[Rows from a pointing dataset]
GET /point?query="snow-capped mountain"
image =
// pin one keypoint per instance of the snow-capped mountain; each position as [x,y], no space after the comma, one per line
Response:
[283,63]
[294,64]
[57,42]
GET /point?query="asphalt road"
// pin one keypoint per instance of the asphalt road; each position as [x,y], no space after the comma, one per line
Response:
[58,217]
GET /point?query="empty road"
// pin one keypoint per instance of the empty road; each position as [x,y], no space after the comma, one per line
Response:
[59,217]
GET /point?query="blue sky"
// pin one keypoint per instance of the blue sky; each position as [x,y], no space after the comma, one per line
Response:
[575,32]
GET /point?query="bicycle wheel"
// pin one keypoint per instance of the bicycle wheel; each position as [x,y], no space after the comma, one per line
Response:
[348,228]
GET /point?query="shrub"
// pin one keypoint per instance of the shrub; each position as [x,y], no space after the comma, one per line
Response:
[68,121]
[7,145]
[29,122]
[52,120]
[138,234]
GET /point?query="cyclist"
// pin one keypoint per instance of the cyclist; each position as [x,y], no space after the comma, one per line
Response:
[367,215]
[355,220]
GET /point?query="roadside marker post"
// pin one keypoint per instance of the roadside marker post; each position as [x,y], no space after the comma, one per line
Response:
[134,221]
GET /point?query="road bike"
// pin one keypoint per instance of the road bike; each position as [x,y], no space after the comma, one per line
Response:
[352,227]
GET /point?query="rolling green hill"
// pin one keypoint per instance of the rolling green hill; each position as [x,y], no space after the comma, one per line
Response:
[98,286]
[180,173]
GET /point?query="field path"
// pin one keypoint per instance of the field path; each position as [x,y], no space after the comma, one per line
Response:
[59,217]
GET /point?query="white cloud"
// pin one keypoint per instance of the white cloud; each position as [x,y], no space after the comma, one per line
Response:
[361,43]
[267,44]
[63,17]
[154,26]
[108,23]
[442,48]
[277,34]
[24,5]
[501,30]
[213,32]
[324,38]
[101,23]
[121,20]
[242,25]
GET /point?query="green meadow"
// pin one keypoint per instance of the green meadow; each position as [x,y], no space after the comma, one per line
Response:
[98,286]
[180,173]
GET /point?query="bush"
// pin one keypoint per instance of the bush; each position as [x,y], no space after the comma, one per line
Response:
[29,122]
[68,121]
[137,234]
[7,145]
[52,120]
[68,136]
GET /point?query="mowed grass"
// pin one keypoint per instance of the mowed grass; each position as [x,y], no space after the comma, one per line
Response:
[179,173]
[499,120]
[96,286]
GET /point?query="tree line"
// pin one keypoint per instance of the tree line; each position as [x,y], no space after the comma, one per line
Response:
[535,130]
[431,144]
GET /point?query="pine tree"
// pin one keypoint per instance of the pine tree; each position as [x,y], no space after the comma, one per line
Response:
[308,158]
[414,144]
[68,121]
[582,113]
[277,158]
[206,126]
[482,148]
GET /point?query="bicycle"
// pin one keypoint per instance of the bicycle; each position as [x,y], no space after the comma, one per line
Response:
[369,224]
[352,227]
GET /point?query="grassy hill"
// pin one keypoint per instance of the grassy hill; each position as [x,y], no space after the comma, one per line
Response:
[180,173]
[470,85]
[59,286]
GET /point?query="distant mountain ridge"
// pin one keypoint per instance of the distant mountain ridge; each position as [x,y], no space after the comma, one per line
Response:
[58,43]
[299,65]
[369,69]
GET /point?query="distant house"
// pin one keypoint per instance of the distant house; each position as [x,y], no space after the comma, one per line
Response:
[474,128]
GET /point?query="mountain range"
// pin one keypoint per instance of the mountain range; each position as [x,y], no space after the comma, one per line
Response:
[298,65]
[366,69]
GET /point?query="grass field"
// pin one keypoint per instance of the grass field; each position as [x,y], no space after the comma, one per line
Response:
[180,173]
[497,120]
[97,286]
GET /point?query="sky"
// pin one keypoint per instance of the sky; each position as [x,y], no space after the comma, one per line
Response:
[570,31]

> _Requirement_
Give the records above again, word for word.

> _Complete response_
GET /point?query="snow-capped mountain"
image =
// pin one keypoint per instance of the snow-capped mountain; each position as [x,y], no space after the comma, one per line
Response:
[283,63]
[294,64]
[57,42]
GET /point?query="asphalt road"
// pin one keypoint per instance of the asphalt road; each position as [x,y], no space after the comma, one per line
Response:
[58,217]
GET /point?query="empty road"
// pin one keypoint per instance of the empty road; each position as [x,y], no space after the comma, one per line
Response:
[59,217]
GET /point?query="blue sky"
// pin one keypoint per instance of the blue sky; each position as [x,y], no space after the comma, one per line
Response:
[575,32]
GET /point?query="bicycle wheel"
// pin one keypoint per instance of the bicycle wheel; each position as [x,y], no space after the comma, one per line
Response:
[348,228]
GET /point?query="shrub"
// pin one keypoint per instance of the shrub; each position as [x,y], no space after the comma, one per line
Response:
[68,121]
[7,145]
[29,122]
[52,120]
[138,234]
GET /point?query="cyclist"
// pin one keypoint per instance of the cyclist; each position as [x,y], no space after the comma, one per line
Response:
[367,215]
[355,220]
GET /point?query="roadside marker post"
// pin one keypoint per instance of the roadside marker post; each position as [x,y], no space after the comma, one per line
Response:
[134,221]
GET /point?query="road bike"
// pin one keypoint per instance of the road bike; each position as [x,y], no space after the comma, one per line
Response:
[352,227]
GET /point?query="rolling green hill"
// pin one keypoint per instance of the rolling green hill; each position as [x,y], no space after the comma, one per line
Response:
[98,286]
[180,173]
GET /point?query="field path"
// pin one keypoint per instance of the field path; each position as [x,y], no space after the comma, one per line
Response:
[59,217]
GET /point?query="white cloud"
// pin one keypoint per instance of the white cloud; each position as [x,y], no space after the comma, one per line
Response:
[361,43]
[267,44]
[63,17]
[154,26]
[108,23]
[442,48]
[277,34]
[24,5]
[501,30]
[213,32]
[324,38]
[101,23]
[121,20]
[242,25]
GET /point?query="green meadow"
// pin one keypoint per instance of the green meadow; each position as [x,y], no space after the comma, one per line
Response:
[98,286]
[180,173]
GET /point?query="bush"
// pin one keypoint per instance of the bush; each position as [x,y], no space after the comma, one per line
Response:
[29,122]
[68,121]
[137,234]
[7,145]
[52,120]
[68,136]
GET /point?query="mowed grass"
// pin one keypoint per instance of the mowed grass; each position as [x,y], no space after the comma, one per line
Response:
[179,173]
[499,120]
[96,286]
GET /point?query="tree line"
// pin one keypoint per instance of the tree line; each position as [x,y], no space after the comma, one per line
Response:
[535,130]
[431,144]
GET /point?query="pine tree"
// pin one keypoint per instance of the pine tree; each position as [x,y], no space after the comma, one per line
Response:
[308,158]
[414,144]
[68,121]
[582,113]
[277,158]
[206,126]
[482,148]
GET /point?query="bicycle"
// pin one keypoint per instance of the bicycle; each position as [x,y], no space after the comma, one per line
Response:
[369,224]
[352,227]
GET /point?query="grassy hill"
// pin one keypoint per instance of the grassy hill; each position as [x,y], no space after the comma, one per line
Response:
[180,173]
[470,85]
[59,286]
GET /point?query="distant mountain ridge"
// pin one keypoint per instance of the distant mountain ridge; each position as [x,y], no space after the comma, one per line
Response:
[58,43]
[299,65]
[369,69]
GET /point?query="distant house"
// pin one keypoint per instance of the distant house; each position as [x,y], no space after the comma, one per line
Response:
[474,128]
GET /point?query="mountain range"
// pin one keypoint per instance of the mountain range; each position as [x,y], no space after the comma, one per line
Response:
[298,65]
[366,69]
GET /point?query="grass field"
// pin one keypoint per instance of the grass field; each position as [x,y], no space after the comma, one per line
Response:
[180,173]
[497,120]
[97,286]
GET /point?query="sky"
// pin one keypoint per instance of the sky; each position as [x,y], no space after the comma, one per line
Response:
[570,31]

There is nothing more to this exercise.